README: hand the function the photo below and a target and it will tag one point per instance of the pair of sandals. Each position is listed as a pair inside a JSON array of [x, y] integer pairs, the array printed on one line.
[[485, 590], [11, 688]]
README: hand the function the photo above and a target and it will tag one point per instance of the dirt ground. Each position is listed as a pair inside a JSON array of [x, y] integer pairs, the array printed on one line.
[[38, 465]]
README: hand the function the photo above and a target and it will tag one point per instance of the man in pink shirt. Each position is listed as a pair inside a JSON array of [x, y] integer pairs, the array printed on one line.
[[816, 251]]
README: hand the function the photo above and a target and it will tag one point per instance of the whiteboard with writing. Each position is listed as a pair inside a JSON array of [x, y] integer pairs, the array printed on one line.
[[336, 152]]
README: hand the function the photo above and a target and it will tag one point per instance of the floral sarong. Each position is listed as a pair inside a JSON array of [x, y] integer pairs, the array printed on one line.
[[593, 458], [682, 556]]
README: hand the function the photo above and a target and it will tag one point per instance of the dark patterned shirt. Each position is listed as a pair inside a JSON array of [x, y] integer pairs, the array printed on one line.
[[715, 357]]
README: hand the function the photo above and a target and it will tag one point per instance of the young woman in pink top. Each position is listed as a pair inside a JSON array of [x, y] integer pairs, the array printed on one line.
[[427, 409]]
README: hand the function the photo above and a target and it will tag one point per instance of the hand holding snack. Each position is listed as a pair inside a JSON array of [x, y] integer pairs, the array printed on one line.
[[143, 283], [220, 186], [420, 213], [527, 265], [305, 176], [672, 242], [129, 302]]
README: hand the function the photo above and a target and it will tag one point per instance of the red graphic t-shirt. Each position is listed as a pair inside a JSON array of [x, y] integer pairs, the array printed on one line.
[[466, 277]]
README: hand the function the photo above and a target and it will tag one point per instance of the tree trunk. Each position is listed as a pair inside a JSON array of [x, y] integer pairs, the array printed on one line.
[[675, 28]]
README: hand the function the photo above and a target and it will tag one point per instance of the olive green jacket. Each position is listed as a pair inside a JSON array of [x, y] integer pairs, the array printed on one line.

__TASK TO CARRY OUT__: Rewrite the data from its first line through the line containing "[[485, 590], [11, 688]]", swapping "sandals" for "boots" and leaving everything else unchanged.

__REPLY TO THE TASK__:
README: hand the function the photo below and a target and it will tag one point per instance of the pair of boots. Each position is listed as a pair inside a JSON array of [x, y] integer pairs, the array printed on one line.
[[485, 590], [11, 688]]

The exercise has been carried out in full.